* TASK OBJECTIVE *
Render the records below as a Markdown table with columns Row and Text, from the line with "For this challenge, identify the grey puffy" through the last line of the records, one line per row with its row number. Omit blank lines.

--- start of AVAILABLE DATA ---

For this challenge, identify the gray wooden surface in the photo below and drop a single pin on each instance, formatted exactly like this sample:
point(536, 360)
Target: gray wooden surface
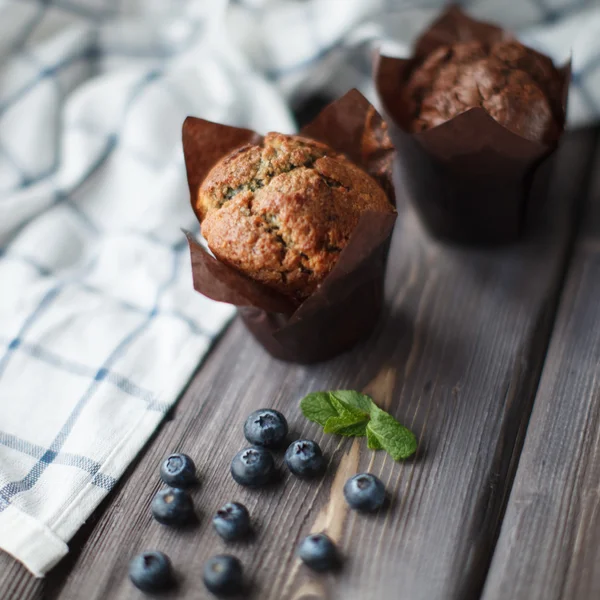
point(457, 357)
point(549, 548)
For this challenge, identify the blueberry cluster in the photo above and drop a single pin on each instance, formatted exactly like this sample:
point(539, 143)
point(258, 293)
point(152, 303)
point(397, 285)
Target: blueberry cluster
point(265, 429)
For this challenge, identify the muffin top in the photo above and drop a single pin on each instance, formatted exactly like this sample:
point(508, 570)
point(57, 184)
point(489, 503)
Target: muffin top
point(282, 211)
point(517, 86)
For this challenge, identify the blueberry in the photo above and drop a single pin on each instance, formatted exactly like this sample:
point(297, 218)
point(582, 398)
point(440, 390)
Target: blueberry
point(173, 506)
point(252, 467)
point(223, 575)
point(364, 492)
point(178, 470)
point(318, 552)
point(232, 521)
point(304, 458)
point(266, 427)
point(151, 571)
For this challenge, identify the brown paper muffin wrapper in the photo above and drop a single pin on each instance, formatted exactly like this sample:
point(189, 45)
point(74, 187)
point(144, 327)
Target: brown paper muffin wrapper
point(345, 307)
point(470, 179)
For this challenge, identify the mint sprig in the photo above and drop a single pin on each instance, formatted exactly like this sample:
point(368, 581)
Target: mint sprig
point(352, 414)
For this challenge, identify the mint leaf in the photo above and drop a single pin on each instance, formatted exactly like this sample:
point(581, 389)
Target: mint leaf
point(352, 414)
point(354, 430)
point(372, 441)
point(398, 441)
point(317, 407)
point(355, 399)
point(348, 416)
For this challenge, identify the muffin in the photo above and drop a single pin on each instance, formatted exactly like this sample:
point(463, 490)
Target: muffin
point(517, 86)
point(281, 211)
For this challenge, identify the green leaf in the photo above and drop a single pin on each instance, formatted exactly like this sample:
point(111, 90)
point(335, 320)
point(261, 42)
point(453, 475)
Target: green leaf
point(372, 441)
point(352, 414)
point(317, 407)
point(348, 416)
point(354, 399)
point(340, 426)
point(398, 441)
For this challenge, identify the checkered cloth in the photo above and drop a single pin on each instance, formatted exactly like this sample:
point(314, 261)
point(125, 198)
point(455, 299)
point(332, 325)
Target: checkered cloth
point(99, 326)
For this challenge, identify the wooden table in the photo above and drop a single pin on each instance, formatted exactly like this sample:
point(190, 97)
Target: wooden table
point(491, 356)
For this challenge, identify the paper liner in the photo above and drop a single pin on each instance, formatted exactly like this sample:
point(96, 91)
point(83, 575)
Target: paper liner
point(470, 178)
point(344, 309)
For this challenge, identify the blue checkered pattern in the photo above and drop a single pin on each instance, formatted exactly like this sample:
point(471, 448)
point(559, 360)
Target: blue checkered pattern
point(99, 326)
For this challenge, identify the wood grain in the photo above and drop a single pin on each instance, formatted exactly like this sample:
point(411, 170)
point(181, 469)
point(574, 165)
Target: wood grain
point(549, 547)
point(457, 357)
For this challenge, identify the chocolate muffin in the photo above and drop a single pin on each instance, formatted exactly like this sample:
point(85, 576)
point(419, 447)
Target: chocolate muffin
point(514, 84)
point(282, 211)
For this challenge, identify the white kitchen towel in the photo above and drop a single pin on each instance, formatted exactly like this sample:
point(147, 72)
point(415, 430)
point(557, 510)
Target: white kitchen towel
point(99, 326)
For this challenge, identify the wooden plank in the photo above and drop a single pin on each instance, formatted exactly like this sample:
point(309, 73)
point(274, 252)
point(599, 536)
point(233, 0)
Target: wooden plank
point(457, 357)
point(549, 547)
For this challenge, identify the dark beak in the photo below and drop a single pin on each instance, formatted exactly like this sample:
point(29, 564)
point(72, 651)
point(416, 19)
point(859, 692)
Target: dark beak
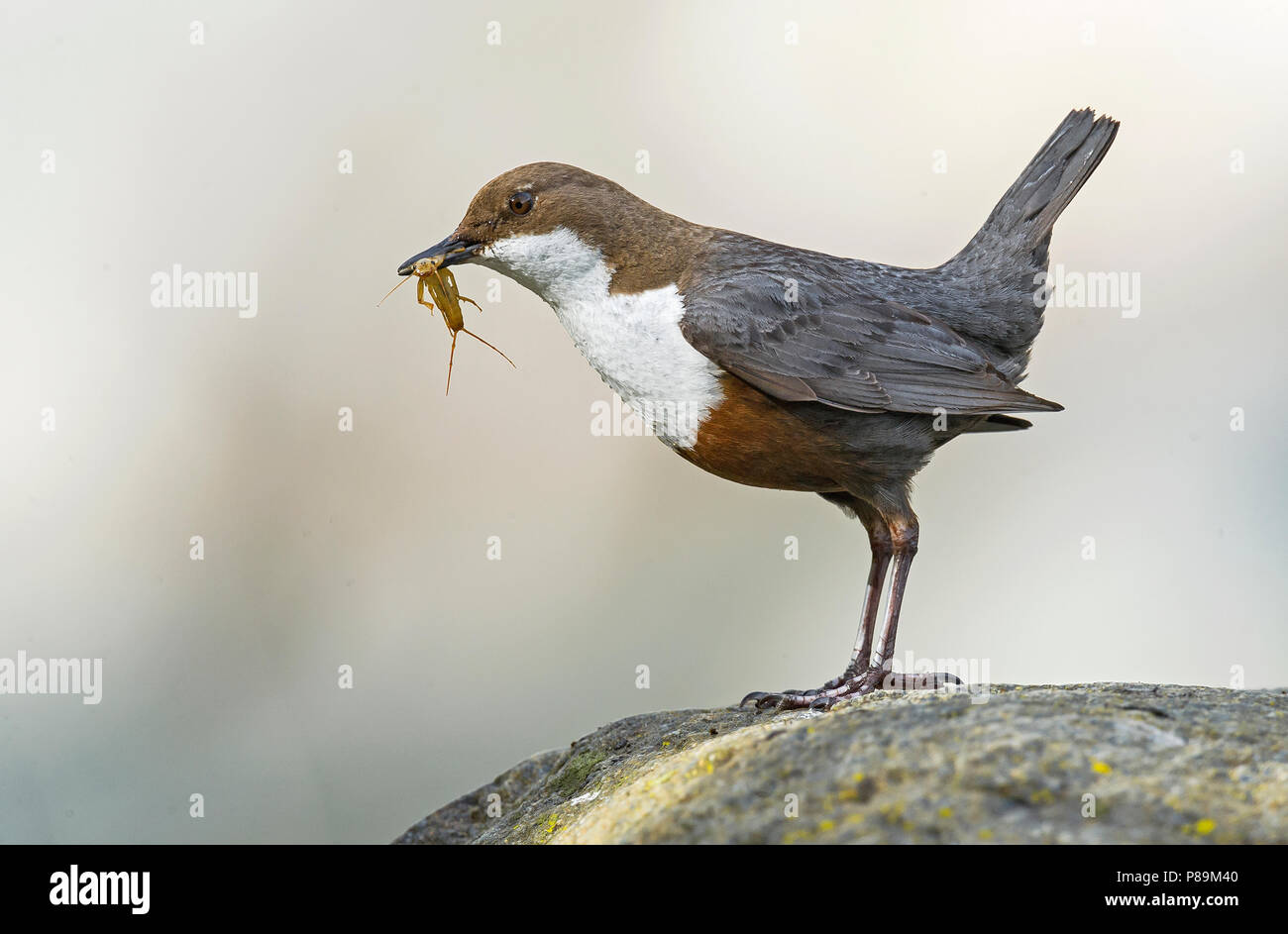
point(451, 250)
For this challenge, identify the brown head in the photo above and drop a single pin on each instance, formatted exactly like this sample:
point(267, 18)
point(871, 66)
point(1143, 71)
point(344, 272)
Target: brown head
point(546, 223)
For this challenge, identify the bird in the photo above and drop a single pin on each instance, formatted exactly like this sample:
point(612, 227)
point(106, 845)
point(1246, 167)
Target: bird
point(787, 368)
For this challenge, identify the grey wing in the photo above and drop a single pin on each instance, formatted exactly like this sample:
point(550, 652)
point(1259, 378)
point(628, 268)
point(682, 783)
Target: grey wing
point(853, 351)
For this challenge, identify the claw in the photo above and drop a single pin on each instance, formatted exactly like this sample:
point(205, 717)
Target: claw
point(848, 685)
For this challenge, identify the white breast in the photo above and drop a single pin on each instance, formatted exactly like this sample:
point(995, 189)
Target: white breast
point(632, 341)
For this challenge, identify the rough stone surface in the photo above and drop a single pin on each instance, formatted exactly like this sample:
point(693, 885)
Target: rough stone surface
point(1077, 764)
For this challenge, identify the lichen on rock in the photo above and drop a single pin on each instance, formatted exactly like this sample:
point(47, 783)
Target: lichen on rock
point(1090, 763)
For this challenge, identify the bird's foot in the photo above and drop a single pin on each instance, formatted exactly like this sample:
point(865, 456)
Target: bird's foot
point(849, 685)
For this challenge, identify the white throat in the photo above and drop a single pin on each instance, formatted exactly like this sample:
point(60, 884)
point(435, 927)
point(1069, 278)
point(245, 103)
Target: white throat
point(632, 341)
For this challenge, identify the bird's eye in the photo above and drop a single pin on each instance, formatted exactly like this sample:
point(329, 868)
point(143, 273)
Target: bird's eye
point(520, 202)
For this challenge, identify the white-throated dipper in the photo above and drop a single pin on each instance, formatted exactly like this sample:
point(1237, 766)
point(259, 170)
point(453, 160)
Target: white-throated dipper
point(787, 368)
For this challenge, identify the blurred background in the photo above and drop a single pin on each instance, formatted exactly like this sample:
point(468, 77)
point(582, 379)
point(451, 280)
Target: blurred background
point(885, 132)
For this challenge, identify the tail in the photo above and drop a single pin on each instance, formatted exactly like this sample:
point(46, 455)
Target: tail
point(997, 269)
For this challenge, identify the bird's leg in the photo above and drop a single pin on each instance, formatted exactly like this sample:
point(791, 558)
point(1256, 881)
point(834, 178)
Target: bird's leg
point(903, 535)
point(879, 540)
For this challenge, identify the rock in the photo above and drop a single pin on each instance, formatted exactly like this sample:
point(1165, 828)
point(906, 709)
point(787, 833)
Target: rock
point(1077, 764)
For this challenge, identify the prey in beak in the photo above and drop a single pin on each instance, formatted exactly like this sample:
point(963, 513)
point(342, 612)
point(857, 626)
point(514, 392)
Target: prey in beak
point(442, 254)
point(436, 286)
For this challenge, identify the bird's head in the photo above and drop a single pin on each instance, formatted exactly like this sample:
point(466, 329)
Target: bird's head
point(554, 228)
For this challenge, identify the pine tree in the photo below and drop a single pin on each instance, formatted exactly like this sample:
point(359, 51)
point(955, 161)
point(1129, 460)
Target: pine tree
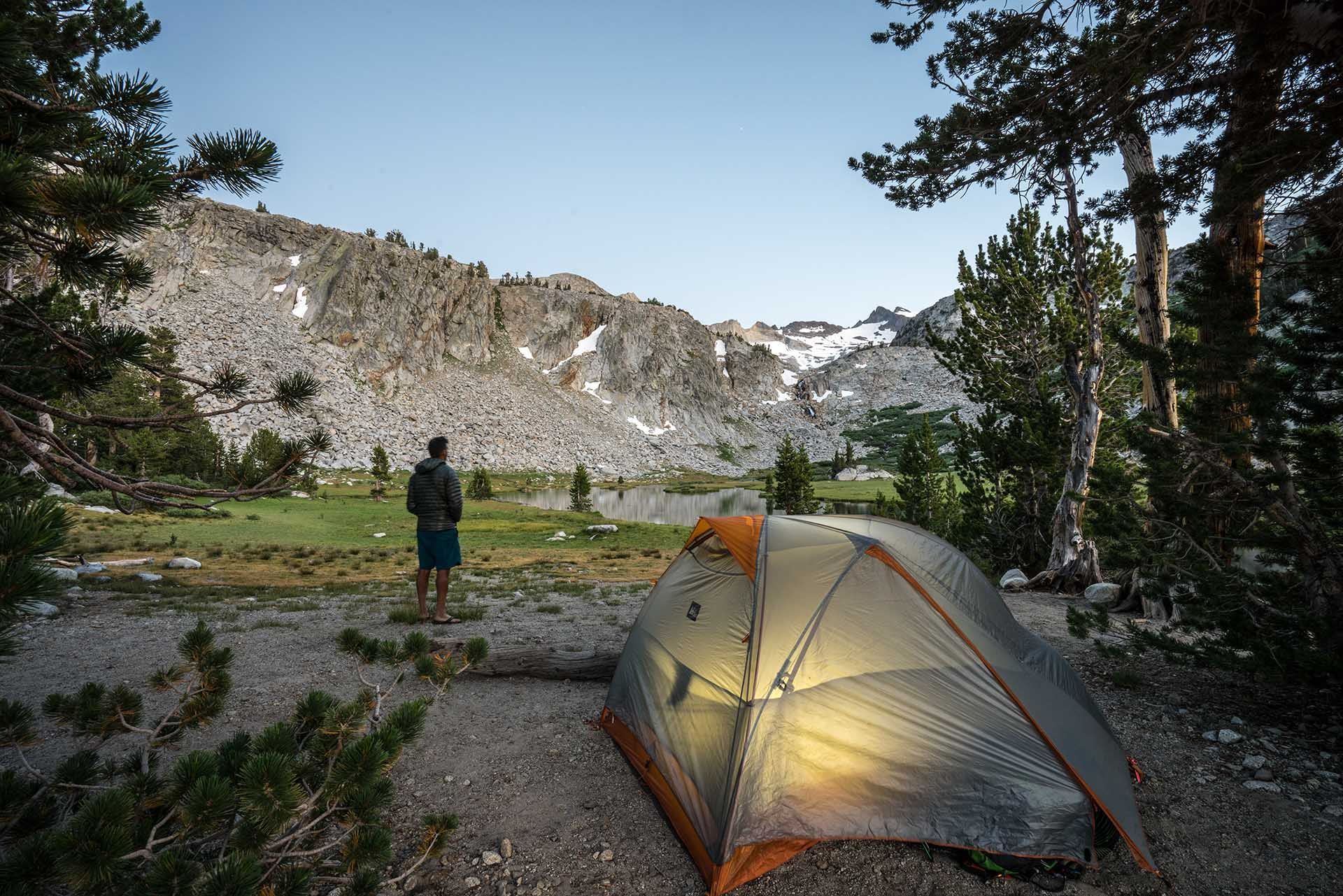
point(925, 492)
point(382, 472)
point(1283, 613)
point(1252, 86)
point(480, 487)
point(76, 138)
point(1017, 351)
point(31, 527)
point(581, 490)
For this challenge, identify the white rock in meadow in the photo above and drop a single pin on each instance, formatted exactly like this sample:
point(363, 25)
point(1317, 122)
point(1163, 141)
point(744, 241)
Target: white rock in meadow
point(1102, 592)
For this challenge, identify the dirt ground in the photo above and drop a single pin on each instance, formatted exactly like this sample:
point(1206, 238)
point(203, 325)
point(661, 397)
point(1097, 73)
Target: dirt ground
point(519, 758)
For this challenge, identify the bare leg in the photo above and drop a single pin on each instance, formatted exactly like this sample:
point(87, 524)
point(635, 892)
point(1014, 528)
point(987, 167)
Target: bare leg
point(441, 611)
point(422, 591)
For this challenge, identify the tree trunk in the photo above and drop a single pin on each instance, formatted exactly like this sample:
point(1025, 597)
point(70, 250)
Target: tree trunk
point(543, 661)
point(1236, 236)
point(1074, 562)
point(1150, 276)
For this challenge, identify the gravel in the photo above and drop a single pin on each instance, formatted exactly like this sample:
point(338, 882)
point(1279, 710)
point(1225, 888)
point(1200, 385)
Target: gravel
point(541, 790)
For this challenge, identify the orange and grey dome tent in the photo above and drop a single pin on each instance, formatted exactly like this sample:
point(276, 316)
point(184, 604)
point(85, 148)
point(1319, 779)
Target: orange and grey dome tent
point(795, 678)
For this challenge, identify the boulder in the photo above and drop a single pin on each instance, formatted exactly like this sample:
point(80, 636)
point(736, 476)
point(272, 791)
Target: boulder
point(65, 574)
point(1103, 592)
point(1261, 785)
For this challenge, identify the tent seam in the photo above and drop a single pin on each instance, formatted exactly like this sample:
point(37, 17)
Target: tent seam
point(1011, 695)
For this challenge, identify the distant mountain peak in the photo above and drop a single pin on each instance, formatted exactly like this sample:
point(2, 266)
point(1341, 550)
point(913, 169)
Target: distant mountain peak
point(888, 318)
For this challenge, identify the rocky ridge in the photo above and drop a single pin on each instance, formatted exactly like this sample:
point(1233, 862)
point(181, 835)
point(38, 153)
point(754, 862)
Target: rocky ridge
point(518, 375)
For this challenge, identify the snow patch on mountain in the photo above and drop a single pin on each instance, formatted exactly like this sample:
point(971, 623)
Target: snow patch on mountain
point(586, 347)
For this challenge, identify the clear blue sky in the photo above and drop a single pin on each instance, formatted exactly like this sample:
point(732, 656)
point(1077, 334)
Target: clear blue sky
point(692, 151)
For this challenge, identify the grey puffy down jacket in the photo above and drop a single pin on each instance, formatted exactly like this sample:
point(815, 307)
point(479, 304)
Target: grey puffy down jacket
point(434, 496)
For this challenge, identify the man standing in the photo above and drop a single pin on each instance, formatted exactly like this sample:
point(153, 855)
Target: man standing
point(436, 499)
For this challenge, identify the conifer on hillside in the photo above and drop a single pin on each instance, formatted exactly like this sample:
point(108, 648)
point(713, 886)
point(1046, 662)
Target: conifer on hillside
point(925, 490)
point(793, 490)
point(581, 490)
point(382, 472)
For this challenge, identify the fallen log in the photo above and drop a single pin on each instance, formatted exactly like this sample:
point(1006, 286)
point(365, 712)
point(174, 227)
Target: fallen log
point(579, 664)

--- end of AVAILABLE DATA ---

* EXERCISE RESPONSE *
| Row | Text |
|---|---|
| 1 | For this challenge, identify the grey puffy down jacket in the photo above and drop a single pin on each instance, formatted exactly like this sample: |
| 2 | point(815, 307) |
| 3 | point(479, 304) |
| 4 | Target: grey puffy down jacket |
| 5 | point(434, 496) |
| 6 | For this challenge, identify the man standing in the photo above and drop a single pin on each instance, formatted exactly like this sample: |
| 7 | point(153, 855) |
| 8 | Target: man standing |
| 9 | point(436, 499) |
| 10 | For this challenge, identify the conifer on hillside in the photo above and drop a single pin on each instance, formatted exactly like this sample: |
| 11 | point(108, 648) |
| 12 | point(713, 886) |
| 13 | point(1046, 662) |
| 14 | Target: conifer on hillside |
| 15 | point(925, 490) |
| 16 | point(793, 490) |
| 17 | point(581, 490) |
| 18 | point(382, 472) |
| 19 | For this challenge, identify the fallen log in the photo above and drop a single pin on each instance, formatted exactly like this sample: |
| 20 | point(1006, 286) |
| 21 | point(365, 712) |
| 22 | point(174, 227) |
| 23 | Target: fallen log |
| 24 | point(579, 664) |